**Records shown**
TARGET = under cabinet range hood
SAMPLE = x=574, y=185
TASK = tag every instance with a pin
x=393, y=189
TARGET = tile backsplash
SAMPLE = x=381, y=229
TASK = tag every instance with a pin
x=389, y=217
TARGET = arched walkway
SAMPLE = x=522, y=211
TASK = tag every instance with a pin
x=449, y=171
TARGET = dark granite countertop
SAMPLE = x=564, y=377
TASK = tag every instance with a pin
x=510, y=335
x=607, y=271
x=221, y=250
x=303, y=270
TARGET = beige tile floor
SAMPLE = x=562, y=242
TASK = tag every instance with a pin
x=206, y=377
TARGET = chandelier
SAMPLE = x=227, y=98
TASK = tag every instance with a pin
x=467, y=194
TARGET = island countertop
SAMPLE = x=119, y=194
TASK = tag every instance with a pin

**Instruction**
Output the whole listing above line for line, without changing a single character.

**Final result**
TARGET = under cabinet range hood
SAMPLE = x=574, y=185
TASK = tag every instance with a pin
x=393, y=189
TARGET = tile backsplash
SAMPLE = x=381, y=229
TASK = tag every instance with a pin
x=389, y=217
TARGET = arched walkway
SAMPLE = x=522, y=211
TASK = tag every instance with a pin
x=449, y=171
TARGET = dark granite countertop
SAMPLE = x=564, y=377
TASK = tag every instance with a pin
x=510, y=335
x=607, y=271
x=221, y=250
x=303, y=270
TARGET = beige tile floor
SAMPLE = x=562, y=242
TASK = tag every instance with a pin
x=206, y=377
TARGET = chandelier
SAMPLE = x=227, y=98
TASK = tag every instance with a pin
x=467, y=194
TARGET = island countertop
SAMPLE = x=119, y=194
TASK = tag every instance with a pin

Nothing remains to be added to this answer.